◆ **Source extract**:
▶
Pyongyang and Damascus
The new information about SyrianNorth Korean nuclear weapons collaboration is a devastating blow to the Bush State Department’s efforts to use the six-party talks to rehabilitate Kim Jong-il’s Stalinist regime. Over the past year, since the February 2007 signing of an agreement in which North Korea agreed to dismantle its nuclear weapons programs, Assistant Secretary of State for East Asian Affairs Christopher Hill has attempted to negotiate concrete steps to end the weapons activities in exchange for economic and diplomatic concessions that would end Pyongyang’s isolation. But, as these negotiations unfolded, serious questions have (not surprisingly) risen about North Korea’s intentions and Washington’s ability to verify completely that North Korea has ended its weapons programs and is not involved in proliferation.
◀
◆ **What is being asked**: Pick up the passage on North Korea's nuclear collaboration with Syria and continue it from its final sentence.

◆ **Material supplied**:
▶
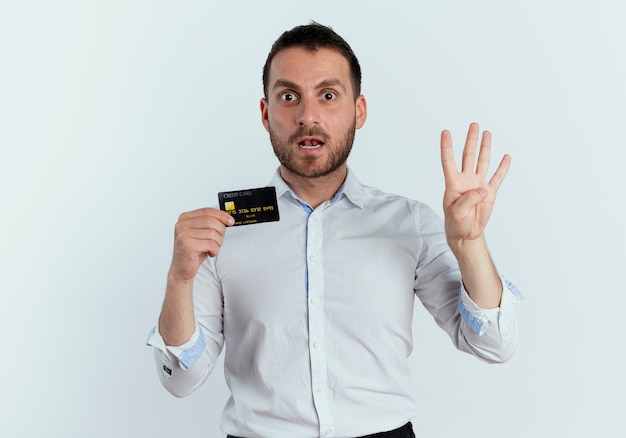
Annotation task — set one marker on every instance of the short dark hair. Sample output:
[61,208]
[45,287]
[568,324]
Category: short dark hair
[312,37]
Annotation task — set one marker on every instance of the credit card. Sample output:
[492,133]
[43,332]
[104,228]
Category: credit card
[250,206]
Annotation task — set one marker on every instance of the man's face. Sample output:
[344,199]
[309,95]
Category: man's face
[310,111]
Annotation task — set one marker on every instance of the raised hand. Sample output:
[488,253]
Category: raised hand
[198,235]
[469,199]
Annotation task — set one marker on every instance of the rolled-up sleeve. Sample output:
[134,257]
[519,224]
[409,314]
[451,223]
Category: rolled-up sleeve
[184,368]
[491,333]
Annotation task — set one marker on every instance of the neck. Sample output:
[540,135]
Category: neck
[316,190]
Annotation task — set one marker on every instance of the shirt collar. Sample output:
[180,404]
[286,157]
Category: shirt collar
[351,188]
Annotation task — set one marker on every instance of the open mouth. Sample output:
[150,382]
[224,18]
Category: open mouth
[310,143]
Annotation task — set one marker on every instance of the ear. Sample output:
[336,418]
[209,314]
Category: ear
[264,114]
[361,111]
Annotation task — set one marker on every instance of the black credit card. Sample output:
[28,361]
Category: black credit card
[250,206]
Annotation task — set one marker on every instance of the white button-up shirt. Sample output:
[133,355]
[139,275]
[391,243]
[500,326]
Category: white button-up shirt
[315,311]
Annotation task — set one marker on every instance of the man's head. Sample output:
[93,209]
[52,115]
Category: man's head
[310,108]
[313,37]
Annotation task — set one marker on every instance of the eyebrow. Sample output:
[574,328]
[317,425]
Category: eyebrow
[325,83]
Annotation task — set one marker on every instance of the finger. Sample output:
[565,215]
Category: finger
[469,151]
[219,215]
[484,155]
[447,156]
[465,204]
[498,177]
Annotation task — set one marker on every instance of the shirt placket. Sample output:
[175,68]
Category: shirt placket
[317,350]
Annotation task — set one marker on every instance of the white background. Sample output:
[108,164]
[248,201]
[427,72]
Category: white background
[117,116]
◀
▶
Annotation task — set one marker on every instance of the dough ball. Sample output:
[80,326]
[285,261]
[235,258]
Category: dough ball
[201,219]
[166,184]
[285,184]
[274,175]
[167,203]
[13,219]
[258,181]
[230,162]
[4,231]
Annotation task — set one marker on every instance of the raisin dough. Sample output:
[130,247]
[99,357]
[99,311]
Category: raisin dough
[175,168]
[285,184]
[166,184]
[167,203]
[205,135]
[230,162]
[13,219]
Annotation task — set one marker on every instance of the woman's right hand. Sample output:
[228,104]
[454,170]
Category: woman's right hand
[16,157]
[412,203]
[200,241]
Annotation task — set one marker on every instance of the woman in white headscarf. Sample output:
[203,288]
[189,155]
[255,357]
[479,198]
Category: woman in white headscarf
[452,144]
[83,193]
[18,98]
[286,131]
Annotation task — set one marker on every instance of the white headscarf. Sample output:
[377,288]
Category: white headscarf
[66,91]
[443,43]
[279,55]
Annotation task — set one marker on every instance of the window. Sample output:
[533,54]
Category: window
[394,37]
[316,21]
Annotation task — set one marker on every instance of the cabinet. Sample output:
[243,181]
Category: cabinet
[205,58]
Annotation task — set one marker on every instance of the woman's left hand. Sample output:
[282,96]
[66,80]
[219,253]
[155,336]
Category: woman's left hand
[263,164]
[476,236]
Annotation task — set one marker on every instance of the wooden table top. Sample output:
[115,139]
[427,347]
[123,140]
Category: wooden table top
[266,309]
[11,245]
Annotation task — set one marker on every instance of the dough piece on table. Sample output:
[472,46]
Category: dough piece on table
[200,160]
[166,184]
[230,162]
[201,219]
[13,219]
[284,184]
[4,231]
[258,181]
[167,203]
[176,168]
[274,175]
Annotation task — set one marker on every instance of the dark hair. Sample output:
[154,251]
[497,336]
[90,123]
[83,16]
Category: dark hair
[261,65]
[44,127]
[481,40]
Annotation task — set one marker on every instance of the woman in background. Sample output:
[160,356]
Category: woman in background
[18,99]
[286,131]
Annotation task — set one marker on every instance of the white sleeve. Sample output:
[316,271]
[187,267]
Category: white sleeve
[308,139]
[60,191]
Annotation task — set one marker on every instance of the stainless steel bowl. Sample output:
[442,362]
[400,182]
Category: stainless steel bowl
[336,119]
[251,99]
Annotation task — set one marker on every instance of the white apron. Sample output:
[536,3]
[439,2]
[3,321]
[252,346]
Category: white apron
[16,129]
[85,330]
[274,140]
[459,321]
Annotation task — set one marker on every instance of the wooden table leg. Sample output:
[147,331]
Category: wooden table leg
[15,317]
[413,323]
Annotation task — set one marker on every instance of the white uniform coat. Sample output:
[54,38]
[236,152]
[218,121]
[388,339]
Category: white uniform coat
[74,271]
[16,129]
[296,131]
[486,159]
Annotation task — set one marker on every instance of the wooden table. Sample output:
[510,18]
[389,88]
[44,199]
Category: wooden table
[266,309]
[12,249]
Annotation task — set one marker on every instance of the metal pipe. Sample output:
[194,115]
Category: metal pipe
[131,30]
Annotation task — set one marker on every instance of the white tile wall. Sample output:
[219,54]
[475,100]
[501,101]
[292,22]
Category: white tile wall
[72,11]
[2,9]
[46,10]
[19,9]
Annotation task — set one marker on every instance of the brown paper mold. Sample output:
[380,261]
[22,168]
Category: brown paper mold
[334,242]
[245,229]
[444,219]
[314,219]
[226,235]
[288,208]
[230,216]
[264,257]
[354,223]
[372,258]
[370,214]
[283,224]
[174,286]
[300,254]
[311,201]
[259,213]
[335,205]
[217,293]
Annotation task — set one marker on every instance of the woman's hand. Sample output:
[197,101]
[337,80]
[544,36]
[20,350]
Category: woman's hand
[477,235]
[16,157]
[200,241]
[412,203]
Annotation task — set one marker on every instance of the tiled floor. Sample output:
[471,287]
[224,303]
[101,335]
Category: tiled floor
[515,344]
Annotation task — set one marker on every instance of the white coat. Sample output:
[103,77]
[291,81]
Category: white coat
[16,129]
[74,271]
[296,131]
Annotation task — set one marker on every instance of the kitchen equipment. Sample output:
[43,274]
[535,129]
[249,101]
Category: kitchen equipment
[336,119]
◀
◆ **Result of this task**:
Despite the administration’s current spin campaign, that goal seems farther away than ever now that the White House has briefed Congress about North Ko- rean-Syrian collaboration and the Sept. 6, 2007, Israel Air Force raid that destroyed Syria’s Al Kibar nuclear facility. A video provided by U.S. intelligence agencies and shown to reporters and senior congressional representatives who were briefed on April 24 demonstrates that the Syrian facility had no means of producing civilian electricity. Its actual purpose was to produce plutonium. One indication that Syrian-North Korean nuclear cooperation was not peaceful in nature was the presence in Syria of Chon Chibu, who overseas North Korea’s Yongbyon reactor-fuel plant and has participated in the six-party talks aimed at ending North Korea’s nuclear weapons programs. The video shows Mr. Chon meeting in Syria with Ibrahim Othman, head of Syria’s Atomic Energy Commission.
Unfortunately, the administration (which only made the evidence about Al Kibar public after receiving pressure from Capitol Hill) remains determined to go to extraordinary lengths to give North Korea the benefit of the doubt. The Bush administration says that in response to criticism from Capitol Hill, it is renegoti- ating a tentative agreement with North Korea to provide better verification safeguards. But Secretary of State Condoleezza Rice last week suggested that the administration wants to remove North Korea from the U.S. terrorism list — a critical U.S. negotiating card — before verification is completed. That would be a serious mistake.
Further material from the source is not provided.